§ **Given instruction**: Count the lines of the records that contain the string "instance", with case counting. Reply with the number only.

§ **Material provided**:

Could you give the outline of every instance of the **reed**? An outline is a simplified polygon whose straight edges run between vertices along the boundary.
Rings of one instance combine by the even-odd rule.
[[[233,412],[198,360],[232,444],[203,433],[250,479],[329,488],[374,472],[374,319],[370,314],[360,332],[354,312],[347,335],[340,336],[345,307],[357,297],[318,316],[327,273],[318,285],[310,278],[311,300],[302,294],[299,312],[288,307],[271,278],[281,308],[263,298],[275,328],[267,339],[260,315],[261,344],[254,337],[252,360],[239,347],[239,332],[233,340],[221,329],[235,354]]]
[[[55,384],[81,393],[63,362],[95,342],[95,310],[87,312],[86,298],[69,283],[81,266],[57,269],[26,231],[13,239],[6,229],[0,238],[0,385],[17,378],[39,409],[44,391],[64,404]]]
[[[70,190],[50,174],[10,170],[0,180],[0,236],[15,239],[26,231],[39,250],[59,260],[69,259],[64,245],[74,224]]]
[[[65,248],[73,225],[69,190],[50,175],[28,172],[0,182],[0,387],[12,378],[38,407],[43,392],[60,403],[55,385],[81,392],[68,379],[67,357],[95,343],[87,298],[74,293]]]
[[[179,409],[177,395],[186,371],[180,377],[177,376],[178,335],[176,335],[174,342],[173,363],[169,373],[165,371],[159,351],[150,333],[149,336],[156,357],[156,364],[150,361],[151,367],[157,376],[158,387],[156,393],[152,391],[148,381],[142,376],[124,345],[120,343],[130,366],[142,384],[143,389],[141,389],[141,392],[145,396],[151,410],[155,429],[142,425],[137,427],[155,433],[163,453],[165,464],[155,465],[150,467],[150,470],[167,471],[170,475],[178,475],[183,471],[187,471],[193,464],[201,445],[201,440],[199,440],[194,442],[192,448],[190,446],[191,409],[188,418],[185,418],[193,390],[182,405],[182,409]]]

§ **Written answer**: 2